YOUR OBJECTIVE: The expected result is the full listing, retyped exactly, without a single picture.

RECORDS TO PROCESS:
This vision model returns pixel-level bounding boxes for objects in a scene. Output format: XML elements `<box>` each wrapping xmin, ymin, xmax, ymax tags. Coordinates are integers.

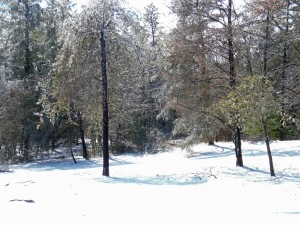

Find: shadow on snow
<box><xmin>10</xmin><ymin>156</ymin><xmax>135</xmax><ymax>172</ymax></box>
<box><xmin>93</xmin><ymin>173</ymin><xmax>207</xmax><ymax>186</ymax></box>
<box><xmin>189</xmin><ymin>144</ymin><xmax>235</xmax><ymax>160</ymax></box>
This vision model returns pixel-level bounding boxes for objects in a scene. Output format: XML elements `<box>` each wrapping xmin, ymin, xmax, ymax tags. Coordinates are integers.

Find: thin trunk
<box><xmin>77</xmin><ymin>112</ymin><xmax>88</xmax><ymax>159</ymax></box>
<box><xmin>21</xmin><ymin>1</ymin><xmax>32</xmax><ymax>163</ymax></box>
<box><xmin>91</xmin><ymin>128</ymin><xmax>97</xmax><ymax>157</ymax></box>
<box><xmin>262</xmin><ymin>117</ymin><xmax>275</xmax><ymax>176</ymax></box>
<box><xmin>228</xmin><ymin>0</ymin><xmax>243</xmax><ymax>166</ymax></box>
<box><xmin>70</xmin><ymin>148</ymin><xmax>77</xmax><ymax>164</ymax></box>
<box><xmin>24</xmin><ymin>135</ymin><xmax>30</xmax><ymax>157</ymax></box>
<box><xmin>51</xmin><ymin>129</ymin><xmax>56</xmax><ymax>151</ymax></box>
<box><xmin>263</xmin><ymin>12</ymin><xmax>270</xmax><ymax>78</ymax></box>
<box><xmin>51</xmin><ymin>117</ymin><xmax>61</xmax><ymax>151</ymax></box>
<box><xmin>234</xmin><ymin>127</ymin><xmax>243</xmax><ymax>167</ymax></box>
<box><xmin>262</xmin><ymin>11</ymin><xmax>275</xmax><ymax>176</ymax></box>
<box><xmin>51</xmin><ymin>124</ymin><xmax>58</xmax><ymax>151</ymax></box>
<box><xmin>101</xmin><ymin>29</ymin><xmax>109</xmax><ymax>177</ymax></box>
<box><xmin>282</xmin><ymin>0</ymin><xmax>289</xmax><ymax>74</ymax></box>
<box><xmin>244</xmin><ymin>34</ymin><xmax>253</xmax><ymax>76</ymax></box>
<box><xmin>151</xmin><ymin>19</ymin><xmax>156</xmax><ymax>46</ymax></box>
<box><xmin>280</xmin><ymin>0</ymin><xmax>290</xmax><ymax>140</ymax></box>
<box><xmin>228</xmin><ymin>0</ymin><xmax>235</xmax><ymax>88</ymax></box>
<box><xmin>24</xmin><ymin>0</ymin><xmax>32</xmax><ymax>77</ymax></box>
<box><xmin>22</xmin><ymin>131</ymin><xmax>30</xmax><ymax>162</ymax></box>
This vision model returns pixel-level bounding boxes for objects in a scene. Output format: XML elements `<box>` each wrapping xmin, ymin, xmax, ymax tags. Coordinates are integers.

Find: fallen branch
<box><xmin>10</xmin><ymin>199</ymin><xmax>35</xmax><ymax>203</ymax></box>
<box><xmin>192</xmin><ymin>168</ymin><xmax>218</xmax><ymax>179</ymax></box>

YOUR SOLUTION:
This vision model returns pixel-level bounding boxes for objects in a scene. Output format: XML elements `<box>` each wrapping xmin, ymin, xmax, ymax tags. Coordinates are integers.


Find: shadow on snow
<box><xmin>10</xmin><ymin>156</ymin><xmax>135</xmax><ymax>172</ymax></box>
<box><xmin>93</xmin><ymin>173</ymin><xmax>207</xmax><ymax>186</ymax></box>
<box><xmin>189</xmin><ymin>144</ymin><xmax>235</xmax><ymax>160</ymax></box>
This vision model returns pixel-level bounding boxes for objects in a scene. Output format: XML elements `<box>` each wrapping xmin, ymin, xmax, ymax tags. Coordinates are integers.

Find: thin trunk
<box><xmin>77</xmin><ymin>112</ymin><xmax>88</xmax><ymax>159</ymax></box>
<box><xmin>21</xmin><ymin>1</ymin><xmax>32</xmax><ymax>163</ymax></box>
<box><xmin>91</xmin><ymin>128</ymin><xmax>97</xmax><ymax>157</ymax></box>
<box><xmin>262</xmin><ymin>117</ymin><xmax>275</xmax><ymax>176</ymax></box>
<box><xmin>228</xmin><ymin>0</ymin><xmax>243</xmax><ymax>166</ymax></box>
<box><xmin>70</xmin><ymin>148</ymin><xmax>77</xmax><ymax>164</ymax></box>
<box><xmin>24</xmin><ymin>135</ymin><xmax>30</xmax><ymax>157</ymax></box>
<box><xmin>51</xmin><ymin>129</ymin><xmax>56</xmax><ymax>151</ymax></box>
<box><xmin>263</xmin><ymin>12</ymin><xmax>270</xmax><ymax>78</ymax></box>
<box><xmin>51</xmin><ymin>117</ymin><xmax>61</xmax><ymax>151</ymax></box>
<box><xmin>234</xmin><ymin>127</ymin><xmax>243</xmax><ymax>167</ymax></box>
<box><xmin>262</xmin><ymin>11</ymin><xmax>275</xmax><ymax>176</ymax></box>
<box><xmin>51</xmin><ymin>124</ymin><xmax>58</xmax><ymax>151</ymax></box>
<box><xmin>101</xmin><ymin>29</ymin><xmax>109</xmax><ymax>177</ymax></box>
<box><xmin>282</xmin><ymin>0</ymin><xmax>289</xmax><ymax>74</ymax></box>
<box><xmin>244</xmin><ymin>34</ymin><xmax>253</xmax><ymax>76</ymax></box>
<box><xmin>151</xmin><ymin>19</ymin><xmax>156</xmax><ymax>46</ymax></box>
<box><xmin>280</xmin><ymin>0</ymin><xmax>290</xmax><ymax>140</ymax></box>
<box><xmin>228</xmin><ymin>0</ymin><xmax>235</xmax><ymax>88</ymax></box>
<box><xmin>24</xmin><ymin>0</ymin><xmax>32</xmax><ymax>77</ymax></box>
<box><xmin>22</xmin><ymin>131</ymin><xmax>30</xmax><ymax>162</ymax></box>
This vision model returns pixel-level bounding boxes for objects in a scene. Output format: XML elements `<box>` each wrapping xmin, ymin, xmax, ymax tags. Coordinates are integers.

Find: fallen branch
<box><xmin>10</xmin><ymin>199</ymin><xmax>35</xmax><ymax>203</ymax></box>
<box><xmin>192</xmin><ymin>168</ymin><xmax>218</xmax><ymax>179</ymax></box>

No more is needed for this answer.